**Exercise**. Every record must be written out once more, with nothing added or omitted.

**Raw records**.
────────
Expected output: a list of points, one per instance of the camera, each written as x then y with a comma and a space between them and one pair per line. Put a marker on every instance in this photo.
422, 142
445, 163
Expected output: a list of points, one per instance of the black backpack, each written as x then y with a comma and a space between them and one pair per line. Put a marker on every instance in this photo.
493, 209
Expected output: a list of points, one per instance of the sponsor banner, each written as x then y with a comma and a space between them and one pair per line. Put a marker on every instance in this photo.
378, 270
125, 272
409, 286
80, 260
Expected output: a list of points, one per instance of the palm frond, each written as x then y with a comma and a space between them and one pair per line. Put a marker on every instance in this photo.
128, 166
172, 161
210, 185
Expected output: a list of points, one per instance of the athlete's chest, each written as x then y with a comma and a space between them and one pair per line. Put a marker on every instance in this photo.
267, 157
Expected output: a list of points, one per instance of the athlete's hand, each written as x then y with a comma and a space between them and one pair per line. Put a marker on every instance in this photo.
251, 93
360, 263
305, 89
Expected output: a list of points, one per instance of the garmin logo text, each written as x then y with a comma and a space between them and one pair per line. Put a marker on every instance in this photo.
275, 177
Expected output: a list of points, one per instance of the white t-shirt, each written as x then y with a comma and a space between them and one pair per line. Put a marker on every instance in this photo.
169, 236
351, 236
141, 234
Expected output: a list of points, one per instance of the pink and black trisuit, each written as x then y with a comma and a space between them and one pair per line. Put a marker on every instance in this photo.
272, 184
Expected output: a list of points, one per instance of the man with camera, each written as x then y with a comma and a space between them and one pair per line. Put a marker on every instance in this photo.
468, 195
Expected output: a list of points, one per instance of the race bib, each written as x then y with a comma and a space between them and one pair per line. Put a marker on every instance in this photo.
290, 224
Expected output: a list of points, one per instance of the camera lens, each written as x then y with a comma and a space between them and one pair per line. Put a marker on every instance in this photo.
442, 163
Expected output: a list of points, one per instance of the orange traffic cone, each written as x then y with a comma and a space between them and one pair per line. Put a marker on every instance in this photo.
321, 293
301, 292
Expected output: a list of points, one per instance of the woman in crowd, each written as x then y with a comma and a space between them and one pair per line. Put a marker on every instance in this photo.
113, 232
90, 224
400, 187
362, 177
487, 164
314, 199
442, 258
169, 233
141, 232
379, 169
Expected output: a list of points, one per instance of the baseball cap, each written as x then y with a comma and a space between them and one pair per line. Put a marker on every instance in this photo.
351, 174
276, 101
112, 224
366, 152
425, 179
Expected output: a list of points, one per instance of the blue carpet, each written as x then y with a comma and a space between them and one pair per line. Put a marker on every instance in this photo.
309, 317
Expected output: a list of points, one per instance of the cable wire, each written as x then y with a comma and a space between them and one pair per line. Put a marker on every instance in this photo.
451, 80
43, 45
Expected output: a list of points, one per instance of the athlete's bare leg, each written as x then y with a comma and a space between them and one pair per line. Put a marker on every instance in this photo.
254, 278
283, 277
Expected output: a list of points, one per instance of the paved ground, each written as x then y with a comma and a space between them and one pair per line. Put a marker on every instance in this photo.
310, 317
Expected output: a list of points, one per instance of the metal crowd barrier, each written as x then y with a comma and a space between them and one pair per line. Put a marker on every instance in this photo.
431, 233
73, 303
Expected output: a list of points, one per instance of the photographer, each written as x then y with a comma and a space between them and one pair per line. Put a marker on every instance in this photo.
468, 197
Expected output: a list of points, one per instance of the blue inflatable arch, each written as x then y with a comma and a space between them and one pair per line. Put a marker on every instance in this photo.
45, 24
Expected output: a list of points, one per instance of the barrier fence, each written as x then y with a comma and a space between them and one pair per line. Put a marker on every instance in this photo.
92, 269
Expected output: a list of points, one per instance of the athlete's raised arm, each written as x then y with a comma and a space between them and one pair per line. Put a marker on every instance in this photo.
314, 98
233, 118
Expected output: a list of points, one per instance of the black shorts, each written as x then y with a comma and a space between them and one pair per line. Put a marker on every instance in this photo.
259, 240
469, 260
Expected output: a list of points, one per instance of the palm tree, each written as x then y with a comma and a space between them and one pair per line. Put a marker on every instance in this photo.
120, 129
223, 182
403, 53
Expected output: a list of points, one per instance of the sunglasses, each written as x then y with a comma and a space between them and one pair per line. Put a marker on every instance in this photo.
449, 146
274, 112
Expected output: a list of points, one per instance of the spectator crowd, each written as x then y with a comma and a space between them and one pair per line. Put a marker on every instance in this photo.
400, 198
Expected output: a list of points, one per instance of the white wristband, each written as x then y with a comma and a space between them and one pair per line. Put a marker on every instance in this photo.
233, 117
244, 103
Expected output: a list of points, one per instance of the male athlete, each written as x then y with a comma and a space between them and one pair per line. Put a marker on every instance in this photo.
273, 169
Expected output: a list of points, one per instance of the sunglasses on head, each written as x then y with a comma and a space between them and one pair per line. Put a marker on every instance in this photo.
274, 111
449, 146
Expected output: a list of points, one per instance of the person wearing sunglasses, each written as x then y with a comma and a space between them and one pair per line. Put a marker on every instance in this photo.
────────
**The completed task**.
Expected output: a list of points, one per instance of the camera, each written as x then y with a comma and a space between them and one pair per line. Put a marker on every instance in this photo.
422, 142
445, 163
Expected output: a list of points, one per instance of the black backpack, each written as x then y with a comma and a space between them and one pair per line. Put a marker on every instance in this photo.
493, 209
Expected output: a list of points, one per instance of the sponsor banner, each written as x then y with a comma and a space between them and one pair per line. Put a marker on every instance in this photo.
378, 270
125, 272
409, 286
80, 260
Expected output: a list of points, one per instance of the palm frond, each written as x then y with a comma and a space between them and one pair per line. Put a marker on every instance in this photo.
128, 166
172, 161
210, 185
Expected output: a list of points, one per instance of the athlete's chest, each written as x then y with a comma and a space between them and one pair per line. Put a marker on every instance in this photo.
267, 157
Expected output: a list of points, one per instance of the athlete's hand, each written as x then y with a comma and a space between them and one pair per line. Put a marker on every instance in this photo.
251, 93
360, 263
305, 89
Expected output: a list of points, one per instance of the garmin logo text, each written as x then y with a comma and a space between them and one pair per line. Put a marker on every instance in this photo.
275, 177
Expected output: a list of points, one per instance of the white t-shirt, each written as x then y with a comma and a space between them and one pair per line. Put a marker on every instance in this photo.
169, 236
351, 236
141, 234
Expected output: a list of points, one per instance of the pink and black trisuit, each written as x then y with a comma and a space between them and one pair per line. Put a marker on every instance in this photo.
272, 184
Expected output: a list of points, one per instance of the man with camera, each written as x then y with a comma and a space between them and one pair per line. Put a marker on every instance in this photo.
468, 195
Expected output: a list of points, one per instance of the race bib, each written as x then y with a comma and a space between them and one pair per line. Put a marker on every instance in this photo.
290, 224
Expected output: a list of points, one per instance of the camera lens, each written as x then y with a comma and a space between them and one pair per line. Put a marker on every instance in this photo.
442, 163
Expected output: a list of points, one per instance of the orange traffic cone, each written as x then y with a comma and a space between them and one pair per line. Put a marker on every instance in this photo.
321, 293
301, 292
Expected output: a list of points, one per instance of the woman in crowd, each written as x then y with a comma and a space between them and one pair per line. Put a marker on every instance in this photo.
113, 232
90, 224
400, 187
362, 177
487, 164
314, 199
442, 258
169, 233
141, 232
379, 169
Expected output: a list of points, one per instance of the baseball cap, each written as x then y with a comma and a space between them and one pair per line. Put a marker on every instance in this photo.
351, 174
276, 101
112, 224
366, 152
425, 179
Expected output: a list of points, one per instance of the blue carpet, each written as x then y with a comma and a space between them and one pair per line. Put a marker on every instance in this photo.
309, 317
Expected output: a list of points, one per instance of the cable wire, each written as x then y with a comma and a space between them and one pair per line. Put a marker on every instance in this photo.
451, 80
43, 45
Expected output: a list of points, one per instance of the athlete's bare leg, each written as x then y with a comma and a space between them and one pair per line. Put a marker on every instance in this photo.
254, 278
283, 277
Expected output: a list of points, one per instance of the paved ground, each written as x then y with a comma and a space between them and one pair per line. Put a marker on every instance in this photo.
310, 317
Expected output: a list of points, one per instance of the metal crowd barrier, each written as x then y with a comma and a space between them and one pair per line. Put a marker on every instance in this photo.
431, 233
73, 303
Expected output: a list of points, one per instance of the photographer, each written as x then y with a comma and a space between them and one pair per line. Put a marker on every instance in this photo.
468, 197
Expected output: a list of points, one per instance of the blue inflatable arch, each written as x then y with a comma and a space between them and one pair per line. Put a marker on every instance in this photo.
45, 24
Expected output: a list of points, one per instance of the barrier fence, each written as x then y with a comma and a space between them and one pair per line. Put a marker on every instance in this photo.
92, 269
Expected output: a list of points, one per instance of the athlete's raised arm, each written as x then y with a comma and a space between them and one pair per line. Put a marker on every instance in this photo.
314, 98
233, 118
Expected output: a list of points, one per instance of the black shorts, each written as x then y with a comma and a space between them and one pair per line. Put a marker on every instance in this photo.
259, 240
469, 260
Expected output: a list of points, one per instance of the palm tree, each written as x then y with a comma and a space between them and one pair per line. Put a marker on every instance in this photo.
120, 129
223, 182
403, 53
Expected output: a list of points, one per instance of the sunglasses, each written as x then y with a comma and a space between them and one pair per line. Put a marker on every instance in this photo.
449, 146
274, 112
Expected output: a list of points, one per instance of the spectator crowd, each written as x then y with a comma and a space between them and one pair per line. Put a marker on every instance in this photo.
400, 198
Expected output: a list of points, one per instance of the white wristband, each written as x then y with a comma and a space between them and one pair per line. Put a marker on every instance in this photo.
233, 117
244, 103
Expected output: a list of points, one per instance of the male athlete, each written as x then y with a comma and a space between them and one pair per line. Put a marker on every instance in this photo.
273, 169
Expected output: a list of points, one per instance of the sunglasses on head, each written as x then y with a comma and a space between them and one pair per line. Put a marker on every instance in this photo.
274, 111
449, 146
Expected output: a list of points, one per instance of the person wearing sunglasses, each written as x then y with a comma and a space between them and one pair per line. Put a marker on every instance in this photo.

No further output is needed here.